## TEXTO PROPORCIONADO
------------------------------------------------------------------------

"Caballeros, si ustedes buscan la salida, vengan con nosotros. Se va a cerrar".
Luces de bohemia (y 6)
Valle-Inclán
Escena decimatercia
Max Estrella muere en la calle en la escena duodécima, como Jesucristo en la duodécima estación del Vía Crucis. Las tres escenas últimas son póstumas, culminadas con la resurrección de algunos personajes como el Marqués de Bradomín, su creación, y Rubén Darío.
En los entierros de España se hace literatura de arte mayor. A fuerza de simbolismo, Valle construye un mártir de la bohemia coronado de espinas entre cuatro blandones encendidos: “Velorio en un sotabanco. Madama Collet y Claudinita, desgreñadas y macilentas, lloran al muerto, ya tendido en la angostura de la caja, amortajado con una sábana, entre cuatro velas. Astillando una tabla, el brillo de un clavo aguza su punta sobre la sien inerme. La caja, embetunada de luto por fuera, y por dentro de tablas de pino sin labrar ni pintar, tiene una sórdida esterilla que amarillea”. Es costumbre que el finado esté de cuerpo presente durante veinticuatro horas por si acaso resucita o algo. A Max hay prisa por enterrarlo, a las pocas horas ya huele. Por eso los modernistas que acuden en cuadrilla a velarlo se extrañan de que lo entierren tan pronto y pregunten por la hora: como potentados que son, no ganan para un reloj. Se conoce que la noche los confunde, acostumbrados a la luz nocturna de la luna, el sol los daña y desorienta. El esperpento ha llegado para quedarse, sigue después de la muerte, a las cuatro en sombra de la tarde llegan los de la funeraria. Valle–Inclán nos deja otra muestra más de su original manera de hablarnos del tiempo dramático.
Exclama Collet rota de dolor: “¡Que no me lo lleven todavía! ¡Que no me lo lleven!”. Recuerda aquello tan universal de Federico García Lorca:
¡Que no quiero verla!
Dile a la luna que venga,
que no quiero ver la sangre
de Ignacio sobre la arena.
¡Que no quiero verla!
Aparece el perrillo rabón que anuncia a don Latino briago, él lo achaca al dolor que le embarga al ver morir a Max en sus brazos y después abandonarlo a la puerta de su casa: “¡Es el dolor! ¡Un efecto del dolor, estudiado científicamente por los alemanes!”
Max no muere de hambre, si acaso de atracón, acababa de cobrar del ministro, e incluso lo invitó a él y al mismo Rubén Darío a cenar, sin embargo: “¿Te acuerdas, hermano? ¡Te has muerto de hambre, como yo voy a morir, como moriremos todos los españoles dignos! ¡Te habían cerrado todas las puertas, y te has vengado muriéndote de hambre! ¡Bien hecho! ¡Que caiga esa vergüenza sobre los cabrones de la Academia! ¡En España es un delito el talento!”.

------------------------------------------------------------------------

## TAREAS PROPUESTAS
1) Sustituye "sangre" por "herida" en el texto sobre Luces de bohemia y escribe el fragmento resultante, empezando por "Exclama Collet rota" y siguiendo hasta "sobre la arena.".
2) Reanuda el texto sobre Luces de bohemia y prolóngalo a partir de su última frase.
Los datos que vienen a continuación no guardan ninguna relación con el texto sobre Luces de bohemia.

## MATERIAL APORTADO
------------------------------------------------------------------------

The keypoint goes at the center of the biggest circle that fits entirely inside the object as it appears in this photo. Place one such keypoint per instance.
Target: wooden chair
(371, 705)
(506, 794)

------------------------------------------------------------------------

## RESPUESTAS POR TAREA
1)
Exclama Collet rota de dolor: “¡Que no me lo lleven todavía! ¡Que no me lo lleven!”. Recuerda aquello tan universal de Federico García Lorca:
¡Que no quiero verla!
Dile a la luna que venga,
que no quiero ver la herida
de Ignacio sobre la arena.

2)
Max muere en la miseria como mueren todos los genios, sólo entendidos por los poseedores de la llave que abre el acceso al secreto de la cultura, no por el gran público. Claudinita lo acusa del asesinato de su padre, salió de noche por su culpa, él malvendió los libros a Zaratustra para quedarse con la comisión. Dorio de Gádex se lo lleva a los bares, invita don Latino, por raro que parezca.
Collet piensa que Max muere de tristeza por no superar la ceguera que le impide trabajar. Concluye: “Sólo fue malo para sí”. Agradece los aplausos de los modernistas presentes, sin ellos habría estado más solo.
Basilio Soulinake aparece por el velatorio, un magufo iluminado que opina que Max Estrella no está muerto, es un caso interesante de catalepsia, lo cual llena de esperanza a su mujer y a su hija, en la desesperación uno se agarra a un clavo ardiendo. Discute con la portera que tiene fino el olfato y ya huele a muerto. Propone hacerle la prueba del espejo normal, el que nunca deja nada a deber, pues siempre devuelve lo que le das.
A continuación aparece el cochero de la funeraria vestido con todas las galas, experto en fiambres, éste zanja la cuestión encendiendo una cerilla en el pulgar de Max, como se consume sin que haya reacción al fuego, ahí está la prueba definitiva de que Max ha cruzado el río Estigia.
Escena decimocuarta
Los allegados que quedan en el mundo de los vivos cumplen con la obra de misericordia de dar tierra a los difuntos. Entierran a Max en el cementerio civil del Este, no lo entierran en sagrado como a los católicos. Dos sepultureros echan un cigarro sentados al lado del hoyo, cuando en los trabajos se paraba para fumar. Se extrañan de que un hombre de tanto mérito haya tenido un entierro tan pobre. Uno de ellos pontifica para que no haya debate: “En España el mérito no se premia. Se premia el robar y el ser sinvergüenza. En España se premia todo lo malo”. Pone de ejemplo al Pollo del Arete, un delincuente malasangre que se ha liado con la viuda del concejal que la dejó millonaria.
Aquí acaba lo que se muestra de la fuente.